## PASSAGE TO READ:
******

The chi-square test of independence helps determine whether two categorical variables are associated. It is used when data are counts sorted into categories, such as survey responses by grade level or treatment outcome by group. The test compares the counts you observed in a two-way table with the counts you would expect if the variables were unrelated.
It matters because it gives a structured way to decide whether a pattern in categorical data is likely to be real or just due to random variation.
The test begins by finding the expected count for each cell using the row total, column total, and grand total. Then it adds up how far the observed counts are from the expected counts using the chi-square test statistic. A large chi-square value means the observed table is far from what independence predicts.
The p-value tells whether that difference is statistically significant, based on the degrees of freedom from the table size.
Key Facts
- Use the chi-square test of independence for two categorical variables measured as counts.
- Expected count: E = (row total)(column total) / grand total.
- Test statistic: χ² = Σ((O - E)² / E), where O is observed count and E is expected count.
- Degrees of freedom: df = (number of rows - 1)(number of columns - 1).
- Null hypothesis H0: the two categorical variables are independent.
- If p-value < α, reject H0 and conclude there is evidence of an association.
Vocabulary
- Contingency table
- A table that displays counts for combinations of categories from two variables.
- Observed count
- The actual number of cases recorded in a cell of the table.
- Expected count
- The count predicted for a cell if the two variables are independent.
- Chi-square statistic
- A measure of how far the observed counts are from the expected counts across all cells.

******

## RECORDED INFORMATION:
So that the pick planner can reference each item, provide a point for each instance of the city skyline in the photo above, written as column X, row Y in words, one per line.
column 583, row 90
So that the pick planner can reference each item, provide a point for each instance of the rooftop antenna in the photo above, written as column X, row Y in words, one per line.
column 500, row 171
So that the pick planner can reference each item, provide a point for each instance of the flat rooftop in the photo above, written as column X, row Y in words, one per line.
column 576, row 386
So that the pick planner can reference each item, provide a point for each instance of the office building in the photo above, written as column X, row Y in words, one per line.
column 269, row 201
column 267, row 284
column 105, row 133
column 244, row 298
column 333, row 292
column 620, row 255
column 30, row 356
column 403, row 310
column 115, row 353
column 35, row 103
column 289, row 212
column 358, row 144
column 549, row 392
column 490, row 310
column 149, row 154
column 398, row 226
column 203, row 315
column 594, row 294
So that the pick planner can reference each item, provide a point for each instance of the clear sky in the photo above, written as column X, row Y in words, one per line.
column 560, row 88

******

## USING THE INFORMATION:
a: Could you transcribe the part of the chi-square test page that opens with the words containing "- If p-value" and closes with "from two variables."?
b: Can you write the next part of the chi-square test page, picking up where it stops?
These records were drawn from a separate source.

## ANSWERS GIVEN:
a:
- If p-value < α, reject H0 and conclude there is evidence of an association.
Vocabulary
- Contingency table
- A table that displays counts for combinations of categories from two variables.

b:
- P-value
- The probability of getting a chi-square statistic at least as large as the observed one if the null hypothesis is true.
Common Mistakes to Avoid
- Using percentages instead of counts, because the chi-square formula requires actual frequency counts in each cell.
- Forgetting to check expected counts, because very small expected counts can make the chi-square approximation unreliable.
- Interpreting rejection as proof of causation, because the test shows association between variables, not that one variable causes the other.
- Using the wrong degrees of freedom, because df depends on the number of rows and columns as df = (r - 1)(c - 1).
Practice Questions
- 1 A survey of 100 students records favorite subject by gender. The row total for males is 45, the column total for math is 30, and the grand total is 100. What is the expected count for males who prefer math?
- 2 For one cell in a two-way table, O = 18 and E = 12. What is that cell's contribution to the chi-square statistic, (O - E)² / E?
- 3 A chi-square test of independence gives p = 0.03 at α = 0.05. State the decision about H0 and explain what the result means in context of two categorical variables.